[[ Text excerpt, beginning ]]

2009 Global Business Forum - Session Papers
Global Impact: Transforming Health Care through Biotechnology and Advances in Medicine
In 2003, the United Nations estimated that 194 million people worldwide had diabetes, a chronic disease caused by abnormally high levels of glucose in the bloodstream. By 2008, that figure had increased by 28 percent to 246 million, with one person dying of diabetes every 10 seconds. “It is the fourth-largest main cause of premature death,” said Jay Skyler, a professor at the University of Miami’s Miller School of Medicine’s Diabetes Research Institute and Division of Endocrinology, Diabetes and Metabolism.
At a discussion titled “Global Impact: Transforming Health Care Through Biotechnology and Advances in Medicine,” held during the University of Miami Global Business Forum Jan. 15 – 16, 2009, Skyler noted that while diabetes is spreading rapidly throughout the world, the rate of increase in the U.S. is staggering, costing this country billions of dollars.
Finding new ways to treat diabetes and other diseases, and exploring how such breakthroughs can benefit the economy were among the topics discussed by Skyler and fellow panelist Bart Chernow, vice provost for technology advancement; professor of medicine and vice president for special programs and resource strategy at the UM Miller School of Medicine.
Chernow pointed out that improving health care is not only morally right but financially savvy. “Why is health care so important to business?” he posed at the start of the discussion. “The answer is that it affects everyone in this room. All of us are affected by health care, whether it is for yourself or members of your family.”
Chronic illnesses like diabetes, he said, have a potentially devastating impact on the workforce. “If your employees are out of work due to any illness, productivity falls while expenses stay the same, or maybe even increase because somebody has to substitute [and do] their work.”
According to Chernow, data indicate that the U.S. spends 16 percent of its gross domestic product on health care, a figure that could increase to as much as 25 percent by 2025. The expense of the American health care system, he says, is currently too high.

[[ Text excerpt, end ]]
[[ Source material, beginning ]]

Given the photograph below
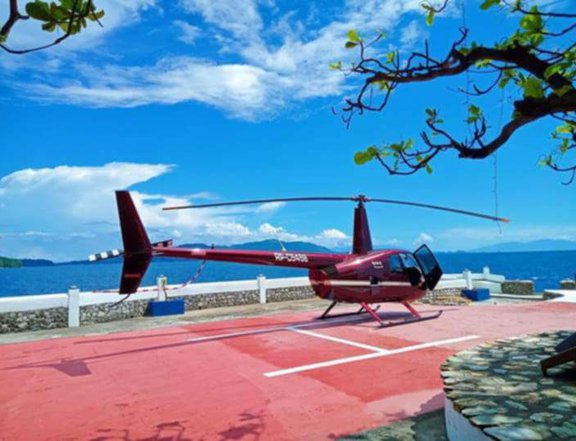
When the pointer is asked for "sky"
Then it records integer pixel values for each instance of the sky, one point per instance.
(197, 101)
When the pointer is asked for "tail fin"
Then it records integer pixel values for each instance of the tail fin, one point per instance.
(137, 247)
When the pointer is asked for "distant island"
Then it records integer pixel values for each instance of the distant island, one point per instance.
(8, 262)
(263, 245)
(534, 245)
(301, 247)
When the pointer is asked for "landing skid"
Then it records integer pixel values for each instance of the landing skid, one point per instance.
(325, 315)
(367, 309)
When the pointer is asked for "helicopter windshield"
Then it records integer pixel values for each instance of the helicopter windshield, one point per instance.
(429, 265)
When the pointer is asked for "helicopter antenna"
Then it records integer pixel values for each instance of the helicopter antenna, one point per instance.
(358, 199)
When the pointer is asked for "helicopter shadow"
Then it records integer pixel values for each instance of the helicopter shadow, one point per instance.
(75, 367)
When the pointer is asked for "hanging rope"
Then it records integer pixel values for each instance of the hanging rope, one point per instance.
(500, 119)
(495, 165)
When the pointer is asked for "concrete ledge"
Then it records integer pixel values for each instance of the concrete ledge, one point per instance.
(560, 295)
(518, 287)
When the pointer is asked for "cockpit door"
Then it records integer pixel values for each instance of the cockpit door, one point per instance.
(430, 267)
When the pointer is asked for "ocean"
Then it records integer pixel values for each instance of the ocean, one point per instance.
(545, 268)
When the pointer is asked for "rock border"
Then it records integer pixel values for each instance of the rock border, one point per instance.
(497, 391)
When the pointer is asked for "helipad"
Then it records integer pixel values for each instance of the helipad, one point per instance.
(276, 377)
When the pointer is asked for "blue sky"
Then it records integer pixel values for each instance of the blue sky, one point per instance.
(196, 100)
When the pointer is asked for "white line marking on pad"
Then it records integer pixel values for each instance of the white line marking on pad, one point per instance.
(277, 328)
(346, 360)
(340, 340)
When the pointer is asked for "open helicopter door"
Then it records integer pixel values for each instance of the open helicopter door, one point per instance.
(430, 266)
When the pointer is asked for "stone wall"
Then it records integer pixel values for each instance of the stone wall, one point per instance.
(33, 320)
(102, 313)
(218, 300)
(288, 294)
(518, 287)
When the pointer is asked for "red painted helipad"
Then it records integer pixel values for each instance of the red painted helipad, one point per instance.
(280, 377)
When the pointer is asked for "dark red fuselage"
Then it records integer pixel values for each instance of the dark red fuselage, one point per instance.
(364, 275)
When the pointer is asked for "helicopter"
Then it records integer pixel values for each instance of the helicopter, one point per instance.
(364, 276)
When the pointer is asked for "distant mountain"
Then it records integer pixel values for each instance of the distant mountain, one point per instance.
(534, 245)
(37, 262)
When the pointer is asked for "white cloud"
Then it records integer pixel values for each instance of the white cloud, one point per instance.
(422, 239)
(275, 66)
(69, 212)
(240, 17)
(332, 233)
(172, 80)
(270, 207)
(188, 33)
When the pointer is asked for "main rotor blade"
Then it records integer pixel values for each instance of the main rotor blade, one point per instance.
(261, 201)
(359, 198)
(437, 207)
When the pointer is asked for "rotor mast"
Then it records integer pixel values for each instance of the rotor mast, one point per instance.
(362, 243)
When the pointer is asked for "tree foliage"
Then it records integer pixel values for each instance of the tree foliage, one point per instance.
(536, 65)
(64, 17)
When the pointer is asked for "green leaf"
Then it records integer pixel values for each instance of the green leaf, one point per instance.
(533, 88)
(49, 27)
(39, 10)
(489, 3)
(565, 128)
(532, 22)
(353, 36)
(360, 158)
(474, 113)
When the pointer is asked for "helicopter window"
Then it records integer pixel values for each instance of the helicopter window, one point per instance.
(395, 264)
(408, 261)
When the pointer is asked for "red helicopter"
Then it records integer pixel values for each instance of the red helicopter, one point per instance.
(364, 276)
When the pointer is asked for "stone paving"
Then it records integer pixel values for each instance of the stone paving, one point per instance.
(499, 387)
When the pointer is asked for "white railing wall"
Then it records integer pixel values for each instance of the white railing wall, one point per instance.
(74, 298)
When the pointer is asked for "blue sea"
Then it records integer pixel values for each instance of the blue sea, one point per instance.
(545, 268)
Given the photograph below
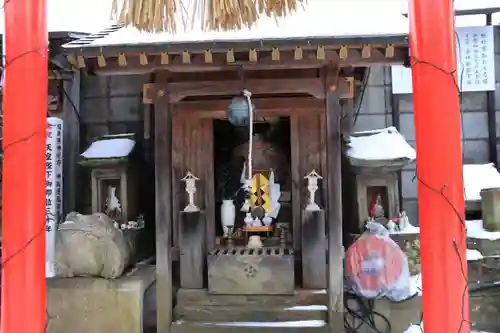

[[ Source material, end ]]

Explore the material:
**a.** In the forum session paper on biotechnology and health care, by what percentage did the number of people with diabetes worldwide rise between 2003 and 2008?
**b.** Write the next part of the forum session paper on biotechnology and health care, starting after its last sentence, which calls the expense of the American health care system too high.

Outputs for the tasks:
**a.** It rose by 28 percent, to 246 million people.

**b.**
Diabetes represents one of the nation’s greatest health care challenges, Skyler added. Roughly 24 million Americans — 8 percent of the U.S. population — have the disease. That figure, he noted, is growing by a million each year, costing approximately one out of every five U.S. health care dollars. “The American Diabetes Association says someone is diagnosed with diabetes every 21 seconds,” he added. “It is the fastest-growing disease in America.” The leading cause of adult blindness, kidney failure, and amputations in this country, diabetes can also lead to heart disease, stroke, pregnancy complications, and death from flu and pneumonia.
According to figures from the American Diabetes Association, said Skyler, “the economic cost in the United States in 2007 is estimated to be $174 billion. Sixteen percent of that is direct diabetes treatment, and 33 percent is treatment of complications.”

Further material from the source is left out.